# PASSAGE PROVIDED
===
Swoon, Moni And The Sphynx, Signed Original Varied Edition 2/9, 2017, Printed Mylar, 76 inches x 84 inches.

For centuries, printmaking has consisted largely of using standard equipment to create one-dimensional images on a flat piece of paper.

Oh, how times have changed!

Prints on silver plate silverware and dishes, rusted paper and wheat paste, and even melting ice are just a few of the surprises awaiting viewers of the Hunterdon Art Museum’s newest exhibition Multiple Ones: Contemporary Perspectives in Printmedia. The exhibition opened Saturday, May 12 and runs until Sept. 2.

“There is a freshness and contemporary pulse to printmaking that is taking the art world by surprise,” said Sheila Goloborotko, curator of this show that spotlights the works of 18 artists, who are taking printmaking into bold and exciting new directions. “The prints in this exhibition are on porcelain, recycled wood, and melting ice; they live in the toxic residue left by the contaminated water of Flint, Michigan, and are even inked onto good old fashioned paper—only sideways, on the paper’s, less-than-millimeter thick, bleeding edge.”
===
# EXTRACTED INFORMATION
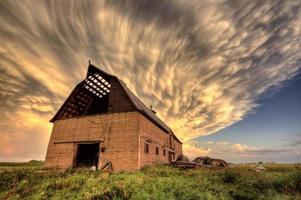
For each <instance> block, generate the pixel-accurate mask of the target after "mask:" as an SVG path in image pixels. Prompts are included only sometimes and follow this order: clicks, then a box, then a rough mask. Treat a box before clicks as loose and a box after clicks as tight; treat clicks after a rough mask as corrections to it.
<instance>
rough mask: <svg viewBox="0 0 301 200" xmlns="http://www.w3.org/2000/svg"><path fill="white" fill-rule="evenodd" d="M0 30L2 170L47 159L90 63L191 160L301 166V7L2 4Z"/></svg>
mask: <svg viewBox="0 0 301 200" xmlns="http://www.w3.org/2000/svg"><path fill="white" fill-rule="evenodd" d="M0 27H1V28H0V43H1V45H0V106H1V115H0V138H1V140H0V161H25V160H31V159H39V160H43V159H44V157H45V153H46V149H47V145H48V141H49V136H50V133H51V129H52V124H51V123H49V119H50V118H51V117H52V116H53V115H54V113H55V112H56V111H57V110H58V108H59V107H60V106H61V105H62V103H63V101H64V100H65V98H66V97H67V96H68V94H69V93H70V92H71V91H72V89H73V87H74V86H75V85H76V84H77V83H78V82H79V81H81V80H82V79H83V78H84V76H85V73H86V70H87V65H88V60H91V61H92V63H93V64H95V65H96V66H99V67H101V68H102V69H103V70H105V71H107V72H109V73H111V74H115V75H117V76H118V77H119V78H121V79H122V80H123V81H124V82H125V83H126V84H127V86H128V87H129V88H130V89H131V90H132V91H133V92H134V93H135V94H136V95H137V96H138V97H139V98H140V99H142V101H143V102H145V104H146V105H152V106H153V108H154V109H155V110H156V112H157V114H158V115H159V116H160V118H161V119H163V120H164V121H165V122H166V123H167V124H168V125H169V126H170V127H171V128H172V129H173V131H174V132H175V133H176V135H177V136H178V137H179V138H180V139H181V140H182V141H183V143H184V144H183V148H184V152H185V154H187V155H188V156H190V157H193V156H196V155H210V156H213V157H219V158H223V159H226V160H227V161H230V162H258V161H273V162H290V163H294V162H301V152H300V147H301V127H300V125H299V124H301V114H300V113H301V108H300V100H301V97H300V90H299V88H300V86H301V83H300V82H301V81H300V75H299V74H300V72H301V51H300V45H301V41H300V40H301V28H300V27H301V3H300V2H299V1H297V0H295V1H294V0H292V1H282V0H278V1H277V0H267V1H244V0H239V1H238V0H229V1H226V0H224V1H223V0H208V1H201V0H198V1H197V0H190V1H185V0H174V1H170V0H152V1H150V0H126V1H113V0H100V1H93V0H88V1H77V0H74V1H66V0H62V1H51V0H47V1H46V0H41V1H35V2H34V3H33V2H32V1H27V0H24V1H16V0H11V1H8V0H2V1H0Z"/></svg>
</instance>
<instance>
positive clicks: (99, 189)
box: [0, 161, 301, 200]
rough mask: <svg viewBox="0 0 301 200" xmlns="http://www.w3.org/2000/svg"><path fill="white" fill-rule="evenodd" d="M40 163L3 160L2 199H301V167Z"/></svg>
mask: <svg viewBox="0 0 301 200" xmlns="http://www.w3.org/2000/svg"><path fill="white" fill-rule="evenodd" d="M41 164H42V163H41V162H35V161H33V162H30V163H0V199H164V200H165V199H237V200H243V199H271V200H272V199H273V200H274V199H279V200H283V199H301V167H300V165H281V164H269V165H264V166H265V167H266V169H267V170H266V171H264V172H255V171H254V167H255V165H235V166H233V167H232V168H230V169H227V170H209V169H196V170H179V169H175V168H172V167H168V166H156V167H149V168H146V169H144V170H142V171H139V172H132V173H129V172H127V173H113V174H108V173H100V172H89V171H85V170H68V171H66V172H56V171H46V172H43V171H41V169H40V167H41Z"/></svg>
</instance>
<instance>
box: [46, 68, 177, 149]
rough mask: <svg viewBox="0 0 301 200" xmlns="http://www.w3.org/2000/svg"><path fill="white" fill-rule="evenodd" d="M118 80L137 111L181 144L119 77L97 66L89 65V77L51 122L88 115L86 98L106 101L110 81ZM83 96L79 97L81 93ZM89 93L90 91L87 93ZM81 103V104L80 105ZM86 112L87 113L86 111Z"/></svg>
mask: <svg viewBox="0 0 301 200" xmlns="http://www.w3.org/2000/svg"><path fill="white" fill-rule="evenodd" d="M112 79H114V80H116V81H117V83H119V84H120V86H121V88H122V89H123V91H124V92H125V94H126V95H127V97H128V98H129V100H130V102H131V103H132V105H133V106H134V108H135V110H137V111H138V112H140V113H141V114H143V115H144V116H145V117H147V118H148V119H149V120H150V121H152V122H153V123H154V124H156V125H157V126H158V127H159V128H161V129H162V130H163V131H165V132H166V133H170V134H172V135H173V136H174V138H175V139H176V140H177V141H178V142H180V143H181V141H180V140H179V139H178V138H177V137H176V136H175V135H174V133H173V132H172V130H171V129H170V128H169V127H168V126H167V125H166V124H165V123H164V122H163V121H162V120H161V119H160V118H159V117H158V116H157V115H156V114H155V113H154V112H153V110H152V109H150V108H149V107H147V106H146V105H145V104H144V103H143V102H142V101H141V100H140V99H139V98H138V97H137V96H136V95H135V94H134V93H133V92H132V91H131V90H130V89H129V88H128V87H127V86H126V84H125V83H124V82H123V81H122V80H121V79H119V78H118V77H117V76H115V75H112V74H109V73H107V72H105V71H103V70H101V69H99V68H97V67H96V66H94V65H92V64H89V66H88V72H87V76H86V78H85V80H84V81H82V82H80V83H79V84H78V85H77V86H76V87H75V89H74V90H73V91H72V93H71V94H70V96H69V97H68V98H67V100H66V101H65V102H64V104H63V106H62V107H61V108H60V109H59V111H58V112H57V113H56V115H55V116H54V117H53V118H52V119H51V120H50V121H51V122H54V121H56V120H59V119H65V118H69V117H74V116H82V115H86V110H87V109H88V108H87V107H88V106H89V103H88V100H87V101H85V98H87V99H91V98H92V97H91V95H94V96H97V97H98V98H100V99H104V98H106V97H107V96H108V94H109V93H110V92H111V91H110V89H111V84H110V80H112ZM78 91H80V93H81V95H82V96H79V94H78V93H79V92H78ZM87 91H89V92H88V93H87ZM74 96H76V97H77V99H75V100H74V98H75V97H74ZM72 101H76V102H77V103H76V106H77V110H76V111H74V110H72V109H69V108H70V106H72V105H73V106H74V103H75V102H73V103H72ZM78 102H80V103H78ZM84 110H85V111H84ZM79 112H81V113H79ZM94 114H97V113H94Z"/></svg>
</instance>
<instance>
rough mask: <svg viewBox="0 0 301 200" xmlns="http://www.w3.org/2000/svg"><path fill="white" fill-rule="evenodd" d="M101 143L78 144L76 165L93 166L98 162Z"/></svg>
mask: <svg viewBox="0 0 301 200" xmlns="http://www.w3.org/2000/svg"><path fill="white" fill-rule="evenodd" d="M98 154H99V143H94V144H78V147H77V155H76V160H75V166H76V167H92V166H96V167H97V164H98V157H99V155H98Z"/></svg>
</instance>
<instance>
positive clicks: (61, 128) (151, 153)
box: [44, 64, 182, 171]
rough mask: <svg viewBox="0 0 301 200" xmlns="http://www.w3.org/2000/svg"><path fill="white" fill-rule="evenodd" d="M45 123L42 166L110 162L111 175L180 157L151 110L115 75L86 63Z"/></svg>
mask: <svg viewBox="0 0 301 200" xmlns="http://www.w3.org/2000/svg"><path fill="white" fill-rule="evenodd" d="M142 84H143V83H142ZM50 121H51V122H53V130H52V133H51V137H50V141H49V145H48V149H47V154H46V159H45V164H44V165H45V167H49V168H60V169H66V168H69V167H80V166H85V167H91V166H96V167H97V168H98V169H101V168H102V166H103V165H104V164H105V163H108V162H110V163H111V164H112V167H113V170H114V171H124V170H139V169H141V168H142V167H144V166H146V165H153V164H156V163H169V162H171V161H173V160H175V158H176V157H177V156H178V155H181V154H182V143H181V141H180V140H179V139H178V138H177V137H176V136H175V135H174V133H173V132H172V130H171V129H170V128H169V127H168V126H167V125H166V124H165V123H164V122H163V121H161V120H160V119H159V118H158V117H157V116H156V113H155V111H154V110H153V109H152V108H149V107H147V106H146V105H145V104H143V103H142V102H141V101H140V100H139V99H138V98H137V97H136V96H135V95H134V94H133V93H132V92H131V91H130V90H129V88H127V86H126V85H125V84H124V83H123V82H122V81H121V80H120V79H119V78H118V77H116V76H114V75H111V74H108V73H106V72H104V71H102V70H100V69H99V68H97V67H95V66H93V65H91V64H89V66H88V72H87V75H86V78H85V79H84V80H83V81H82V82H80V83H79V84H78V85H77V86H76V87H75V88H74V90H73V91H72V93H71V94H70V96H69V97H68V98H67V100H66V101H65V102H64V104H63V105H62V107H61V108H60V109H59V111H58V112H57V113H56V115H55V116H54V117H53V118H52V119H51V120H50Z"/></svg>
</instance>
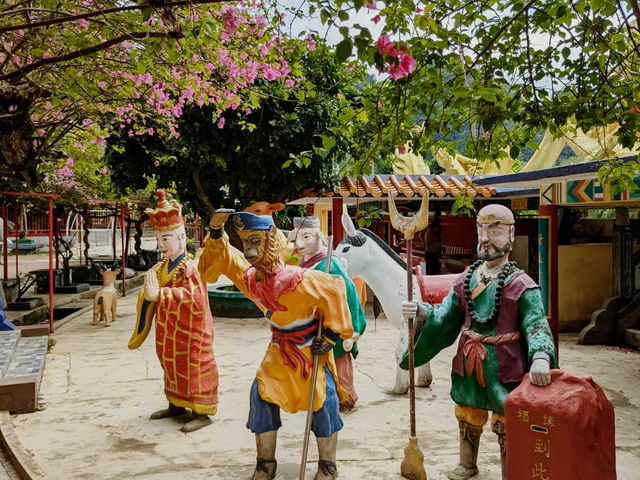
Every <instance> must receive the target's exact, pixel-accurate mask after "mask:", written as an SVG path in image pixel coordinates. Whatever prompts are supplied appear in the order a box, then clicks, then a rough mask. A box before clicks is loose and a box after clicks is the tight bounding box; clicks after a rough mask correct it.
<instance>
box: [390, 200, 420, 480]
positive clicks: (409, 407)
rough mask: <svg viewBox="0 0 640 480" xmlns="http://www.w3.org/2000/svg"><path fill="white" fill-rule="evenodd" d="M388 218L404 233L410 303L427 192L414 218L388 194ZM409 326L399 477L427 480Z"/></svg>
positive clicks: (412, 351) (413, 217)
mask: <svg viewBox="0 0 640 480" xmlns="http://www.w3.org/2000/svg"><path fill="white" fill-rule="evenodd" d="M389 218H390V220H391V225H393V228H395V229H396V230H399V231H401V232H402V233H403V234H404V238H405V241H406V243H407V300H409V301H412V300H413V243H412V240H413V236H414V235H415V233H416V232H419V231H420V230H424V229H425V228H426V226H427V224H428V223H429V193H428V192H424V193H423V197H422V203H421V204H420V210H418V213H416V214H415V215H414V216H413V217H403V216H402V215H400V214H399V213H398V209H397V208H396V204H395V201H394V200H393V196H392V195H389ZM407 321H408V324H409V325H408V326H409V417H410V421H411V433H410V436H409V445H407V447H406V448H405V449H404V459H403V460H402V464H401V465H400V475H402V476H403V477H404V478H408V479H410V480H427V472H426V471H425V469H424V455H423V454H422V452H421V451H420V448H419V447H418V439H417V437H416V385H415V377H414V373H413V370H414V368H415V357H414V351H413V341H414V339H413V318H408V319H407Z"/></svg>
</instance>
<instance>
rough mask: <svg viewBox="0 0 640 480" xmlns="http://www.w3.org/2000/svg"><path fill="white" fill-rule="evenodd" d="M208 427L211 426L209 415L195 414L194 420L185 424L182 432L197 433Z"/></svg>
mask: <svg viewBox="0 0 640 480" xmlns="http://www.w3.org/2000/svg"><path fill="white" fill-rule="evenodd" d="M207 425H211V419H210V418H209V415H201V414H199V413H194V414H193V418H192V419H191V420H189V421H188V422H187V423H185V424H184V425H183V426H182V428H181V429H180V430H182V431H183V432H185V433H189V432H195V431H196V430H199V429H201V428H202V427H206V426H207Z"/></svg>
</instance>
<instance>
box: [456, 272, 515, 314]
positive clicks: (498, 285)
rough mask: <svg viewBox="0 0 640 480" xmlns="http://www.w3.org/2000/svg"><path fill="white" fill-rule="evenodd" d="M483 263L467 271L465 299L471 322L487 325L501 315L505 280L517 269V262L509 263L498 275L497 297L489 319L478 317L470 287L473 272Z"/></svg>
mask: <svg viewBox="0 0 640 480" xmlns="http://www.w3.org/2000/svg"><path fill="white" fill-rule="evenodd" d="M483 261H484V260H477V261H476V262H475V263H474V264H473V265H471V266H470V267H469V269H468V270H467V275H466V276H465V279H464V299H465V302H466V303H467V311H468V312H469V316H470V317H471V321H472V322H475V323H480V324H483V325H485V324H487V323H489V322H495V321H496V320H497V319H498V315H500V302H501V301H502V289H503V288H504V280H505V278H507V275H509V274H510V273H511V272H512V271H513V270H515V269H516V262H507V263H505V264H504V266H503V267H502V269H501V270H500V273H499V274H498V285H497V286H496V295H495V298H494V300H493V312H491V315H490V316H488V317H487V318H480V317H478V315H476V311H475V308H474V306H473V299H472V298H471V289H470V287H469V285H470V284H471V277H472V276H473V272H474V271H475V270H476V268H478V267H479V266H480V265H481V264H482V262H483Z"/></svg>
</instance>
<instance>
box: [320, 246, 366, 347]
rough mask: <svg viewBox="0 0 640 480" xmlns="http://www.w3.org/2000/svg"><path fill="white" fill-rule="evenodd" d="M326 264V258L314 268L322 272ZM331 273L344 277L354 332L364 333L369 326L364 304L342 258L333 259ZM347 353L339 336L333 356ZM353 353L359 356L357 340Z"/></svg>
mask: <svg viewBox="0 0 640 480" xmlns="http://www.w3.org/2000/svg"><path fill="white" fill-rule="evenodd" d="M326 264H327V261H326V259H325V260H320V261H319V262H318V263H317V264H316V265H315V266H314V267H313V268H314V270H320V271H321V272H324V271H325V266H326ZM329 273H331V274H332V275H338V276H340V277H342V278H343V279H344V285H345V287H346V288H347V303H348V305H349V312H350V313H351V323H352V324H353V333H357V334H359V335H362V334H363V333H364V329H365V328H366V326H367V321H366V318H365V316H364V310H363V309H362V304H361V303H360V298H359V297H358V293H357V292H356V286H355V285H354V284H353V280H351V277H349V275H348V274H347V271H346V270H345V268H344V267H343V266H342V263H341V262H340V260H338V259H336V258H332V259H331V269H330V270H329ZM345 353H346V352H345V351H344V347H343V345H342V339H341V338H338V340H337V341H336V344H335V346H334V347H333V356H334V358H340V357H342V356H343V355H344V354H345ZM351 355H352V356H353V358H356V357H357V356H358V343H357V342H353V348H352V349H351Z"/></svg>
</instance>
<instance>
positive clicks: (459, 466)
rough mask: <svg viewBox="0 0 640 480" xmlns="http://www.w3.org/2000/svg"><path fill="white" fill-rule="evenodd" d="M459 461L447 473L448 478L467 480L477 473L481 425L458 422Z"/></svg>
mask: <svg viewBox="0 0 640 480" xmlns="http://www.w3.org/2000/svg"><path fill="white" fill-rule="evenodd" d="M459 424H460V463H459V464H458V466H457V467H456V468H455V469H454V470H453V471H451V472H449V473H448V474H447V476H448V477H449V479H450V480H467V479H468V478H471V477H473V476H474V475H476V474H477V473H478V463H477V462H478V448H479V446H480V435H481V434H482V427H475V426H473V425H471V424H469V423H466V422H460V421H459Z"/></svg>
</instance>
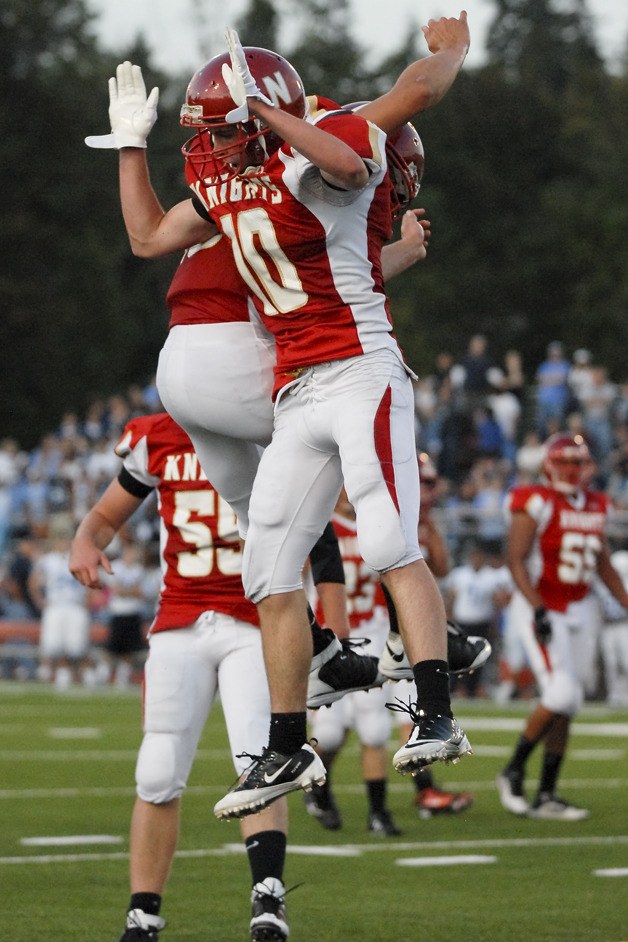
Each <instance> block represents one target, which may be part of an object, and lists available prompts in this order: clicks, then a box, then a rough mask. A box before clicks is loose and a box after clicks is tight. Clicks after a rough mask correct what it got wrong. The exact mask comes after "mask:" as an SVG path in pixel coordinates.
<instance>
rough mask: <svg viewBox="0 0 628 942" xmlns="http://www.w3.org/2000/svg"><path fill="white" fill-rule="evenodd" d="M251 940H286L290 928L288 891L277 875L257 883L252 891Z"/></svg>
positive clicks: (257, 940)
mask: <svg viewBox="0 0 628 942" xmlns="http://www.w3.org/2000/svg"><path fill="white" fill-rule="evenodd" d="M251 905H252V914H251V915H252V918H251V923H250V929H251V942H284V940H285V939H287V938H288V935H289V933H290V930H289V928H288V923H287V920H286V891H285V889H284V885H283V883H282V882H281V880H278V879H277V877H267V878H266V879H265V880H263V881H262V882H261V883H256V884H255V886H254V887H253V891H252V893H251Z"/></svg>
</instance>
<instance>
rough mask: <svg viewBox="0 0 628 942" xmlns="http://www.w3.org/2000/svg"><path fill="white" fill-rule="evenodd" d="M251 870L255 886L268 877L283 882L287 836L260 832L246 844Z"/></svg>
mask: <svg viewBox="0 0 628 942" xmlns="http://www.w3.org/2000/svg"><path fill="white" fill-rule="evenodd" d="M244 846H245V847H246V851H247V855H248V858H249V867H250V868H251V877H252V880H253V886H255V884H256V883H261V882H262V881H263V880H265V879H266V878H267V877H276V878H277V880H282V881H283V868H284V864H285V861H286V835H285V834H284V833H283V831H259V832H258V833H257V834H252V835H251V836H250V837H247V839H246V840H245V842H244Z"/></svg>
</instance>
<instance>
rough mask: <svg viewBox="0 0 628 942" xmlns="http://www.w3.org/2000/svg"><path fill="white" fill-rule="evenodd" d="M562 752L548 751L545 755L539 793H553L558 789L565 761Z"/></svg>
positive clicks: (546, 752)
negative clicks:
===
# TASK LIST
1. Using the passage about the Hunterdon Art Museum's printmaking exhibition, answer the following:
(a) On what date did the exhibition open, and until when does it run?
(b) How many artists' works does the show spotlight?
(c) Who is the curator of the show?
2. Carry on the article about the Hunterdon Art Museum's printmaking exhibition, starting after its final sentence.

# ANSWERS GIVEN
1.
(a) It opened Saturday, May 12, and runs until Sept. 2.
(b) 18 artists.
(c) Sheila Goloborotko.

2.
These prints hang frameless, flexible, folded and are built like a puzzle or planted as a garden. All the prints were manipulated in some fashion – cut, burnt, fired, mounted, recorded or pasted, Goloborotko noted.

And while all the pieces in this show are quite diverse, they all have one thing in common: They form an open-ended mode or a network of nomadic relationships among all the elements in the collective printmaking process.

“I hope viewers will understand the importance of contemporary printmaking as it is represented in this exhibition as a sculptural, video, painterly and social practice,” Goloborotko said. ”Since the exhibition shows mostly one piece by each artist, I hope the public will search more works by the presented artists. I hope printmakers feel inspired in creating contemporary works that are not conformed, but informed by printmaking.”

Artists with pieces in this exhibition are: Justin Barfield, Shawn Bitters, Florence Gidez, Rebecca Gilbert, Ruthann Godollei, Brandi Grogan, John Hitchcock, Andrew Kozlowski, Lauren Kussro, Nathan Meltz, Guen Montgomery, Jill Parisi, Andrew Raftery, Samantha Parker Salazar, Marliee Salvator, Mizin Shin, Swoon and Eszter Sziksz.

Goloborotko said these contemporary printmakers are less concerned with printing editions but more interested in multiple originalities. By removing artificial boundaries, they truly understand the process and have contextualized printmaking as a participatory, rather than only a democratic process.